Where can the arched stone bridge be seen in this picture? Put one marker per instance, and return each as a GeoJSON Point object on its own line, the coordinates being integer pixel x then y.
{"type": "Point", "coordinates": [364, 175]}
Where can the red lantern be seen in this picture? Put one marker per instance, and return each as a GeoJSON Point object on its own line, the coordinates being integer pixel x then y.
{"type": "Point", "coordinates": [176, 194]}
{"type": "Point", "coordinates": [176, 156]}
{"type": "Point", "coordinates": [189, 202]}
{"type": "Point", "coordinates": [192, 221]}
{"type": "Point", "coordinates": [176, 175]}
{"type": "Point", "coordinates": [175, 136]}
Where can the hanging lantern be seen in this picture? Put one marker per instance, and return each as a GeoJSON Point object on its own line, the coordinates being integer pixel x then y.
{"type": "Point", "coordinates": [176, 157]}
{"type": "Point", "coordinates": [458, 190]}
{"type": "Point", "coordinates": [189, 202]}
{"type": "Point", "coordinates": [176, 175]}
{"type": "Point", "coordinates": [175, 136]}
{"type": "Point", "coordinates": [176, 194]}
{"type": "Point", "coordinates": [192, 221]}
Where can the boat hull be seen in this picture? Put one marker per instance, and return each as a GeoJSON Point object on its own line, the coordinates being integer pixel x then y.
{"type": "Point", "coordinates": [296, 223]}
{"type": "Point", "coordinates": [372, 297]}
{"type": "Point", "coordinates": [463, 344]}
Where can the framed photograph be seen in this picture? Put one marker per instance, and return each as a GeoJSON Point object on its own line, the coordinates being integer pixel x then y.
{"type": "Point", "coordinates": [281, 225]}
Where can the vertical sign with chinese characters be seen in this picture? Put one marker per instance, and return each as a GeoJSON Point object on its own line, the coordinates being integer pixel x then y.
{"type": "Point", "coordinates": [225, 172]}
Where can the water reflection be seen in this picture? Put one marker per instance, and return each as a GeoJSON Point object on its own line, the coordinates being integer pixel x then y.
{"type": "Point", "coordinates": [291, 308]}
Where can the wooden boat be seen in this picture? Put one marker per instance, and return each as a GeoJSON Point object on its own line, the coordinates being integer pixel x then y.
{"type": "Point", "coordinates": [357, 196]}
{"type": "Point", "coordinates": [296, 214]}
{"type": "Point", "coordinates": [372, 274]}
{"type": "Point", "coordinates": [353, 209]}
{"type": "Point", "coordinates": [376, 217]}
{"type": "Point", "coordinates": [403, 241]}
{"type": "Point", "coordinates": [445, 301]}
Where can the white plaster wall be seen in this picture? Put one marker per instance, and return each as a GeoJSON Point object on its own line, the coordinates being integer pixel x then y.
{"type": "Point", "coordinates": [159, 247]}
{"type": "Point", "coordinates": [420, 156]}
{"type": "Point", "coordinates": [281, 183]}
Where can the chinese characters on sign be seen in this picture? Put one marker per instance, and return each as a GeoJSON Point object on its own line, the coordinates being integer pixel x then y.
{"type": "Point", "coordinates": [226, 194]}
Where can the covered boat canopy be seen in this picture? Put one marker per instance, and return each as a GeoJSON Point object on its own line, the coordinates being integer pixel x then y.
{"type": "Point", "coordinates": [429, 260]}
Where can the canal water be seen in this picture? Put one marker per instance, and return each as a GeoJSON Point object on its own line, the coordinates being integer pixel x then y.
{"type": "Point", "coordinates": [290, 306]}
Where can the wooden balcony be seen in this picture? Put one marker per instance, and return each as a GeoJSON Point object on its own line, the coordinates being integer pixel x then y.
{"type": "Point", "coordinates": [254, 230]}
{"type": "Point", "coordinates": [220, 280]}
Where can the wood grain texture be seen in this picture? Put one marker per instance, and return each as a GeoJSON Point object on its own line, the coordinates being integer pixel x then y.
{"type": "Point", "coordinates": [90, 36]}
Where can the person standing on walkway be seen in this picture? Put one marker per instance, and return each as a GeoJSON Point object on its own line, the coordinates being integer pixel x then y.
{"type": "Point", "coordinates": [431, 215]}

:::

- SHORT EXERCISE
Quote all of the entries exactly as they appear.

- RESULT
Where can the arched stone bridge be seen in this picture? Put one marker per instance, and return each as a GeoJSON Point object on its own line, the coordinates being integer pixel x then y.
{"type": "Point", "coordinates": [364, 175]}
Where can the red lantern be seen in this picture? Put one marker per instance, and return each as a GeoJSON Point object on its own line, the coordinates being integer pixel x then y.
{"type": "Point", "coordinates": [176, 194]}
{"type": "Point", "coordinates": [176, 156]}
{"type": "Point", "coordinates": [189, 202]}
{"type": "Point", "coordinates": [192, 221]}
{"type": "Point", "coordinates": [176, 175]}
{"type": "Point", "coordinates": [175, 136]}
Where can the hanging lantern be seen in this picture? Put one marker per instance, and return each as a GeoJSON Point object on its own line, the coordinates being integer pixel x then y.
{"type": "Point", "coordinates": [176, 157]}
{"type": "Point", "coordinates": [458, 190]}
{"type": "Point", "coordinates": [189, 202]}
{"type": "Point", "coordinates": [176, 175]}
{"type": "Point", "coordinates": [175, 136]}
{"type": "Point", "coordinates": [176, 194]}
{"type": "Point", "coordinates": [192, 221]}
Where can the boat hull be seen in this picture? Put one marker per instance, and return each as a GeoJSON Point object on its own line, the coordinates being integer pixel x then y.
{"type": "Point", "coordinates": [296, 223]}
{"type": "Point", "coordinates": [372, 297]}
{"type": "Point", "coordinates": [463, 344]}
Where can the framed photograph be seen in this picture? Put one marker per instance, and return each as a GeoJSON Point object on its own line, the coordinates being integer pixel x then y.
{"type": "Point", "coordinates": [281, 225]}
Where can the vertical sign with chinese characters be seen in this picture? Put one marker per instance, and return each as a GeoJSON Point object on its own line, the coordinates being integer pixel x then y.
{"type": "Point", "coordinates": [225, 172]}
Where can the water reflection be seen in this picture? Put one marker per instance, and return each as a GeoJSON Point object on its own line, the coordinates being integer pixel x then y.
{"type": "Point", "coordinates": [291, 308]}
Where can the wooden boat be seen in this picture? Put one marker per instance, and return each as a GeoJSON Point object on its own line, the coordinates being integer pixel x then y.
{"type": "Point", "coordinates": [357, 196]}
{"type": "Point", "coordinates": [296, 214]}
{"type": "Point", "coordinates": [372, 274]}
{"type": "Point", "coordinates": [353, 209]}
{"type": "Point", "coordinates": [376, 217]}
{"type": "Point", "coordinates": [403, 241]}
{"type": "Point", "coordinates": [445, 301]}
Where can the white plaster wall be seen in this picture? Put one marker per instance, and return each as a GeoJSON Point object on its own line, the coordinates being integer pixel x then y.
{"type": "Point", "coordinates": [159, 247]}
{"type": "Point", "coordinates": [420, 156]}
{"type": "Point", "coordinates": [281, 183]}
Where can the chinese characters on sign be seen in this picture? Put one marker per instance, and return each as a GeoJSON Point object on its own line, the coordinates being integer pixel x then y.
{"type": "Point", "coordinates": [226, 194]}
Where can the covered boat canopy be seen in this picture? Put one marker per instance, and return each as a GeoJSON Point object on its own line, the coordinates being integer pixel x then y.
{"type": "Point", "coordinates": [429, 260]}
Where can the canal water be seen in this picture? Put one marker per instance, and return each as a GeoJSON Point object on its own line, the coordinates being integer pixel x then y.
{"type": "Point", "coordinates": [290, 306]}
Where can the wooden balcony be seen in this picture? Put one marker per instance, and return each as a GeoJSON Point object on its own line, the coordinates being integer pixel x then y.
{"type": "Point", "coordinates": [254, 230]}
{"type": "Point", "coordinates": [220, 280]}
Where can the wood grain texture be seen in this picture? Put one marker per instance, and return each as a GeoJSON Point object on its own line, the coordinates being integer pixel x then y.
{"type": "Point", "coordinates": [90, 36]}
Where can the person standing on walkway be seen in this picture? Put one marker per instance, and return each as a GeoJSON Point object on its own line, the coordinates being integer pixel x then y.
{"type": "Point", "coordinates": [431, 215]}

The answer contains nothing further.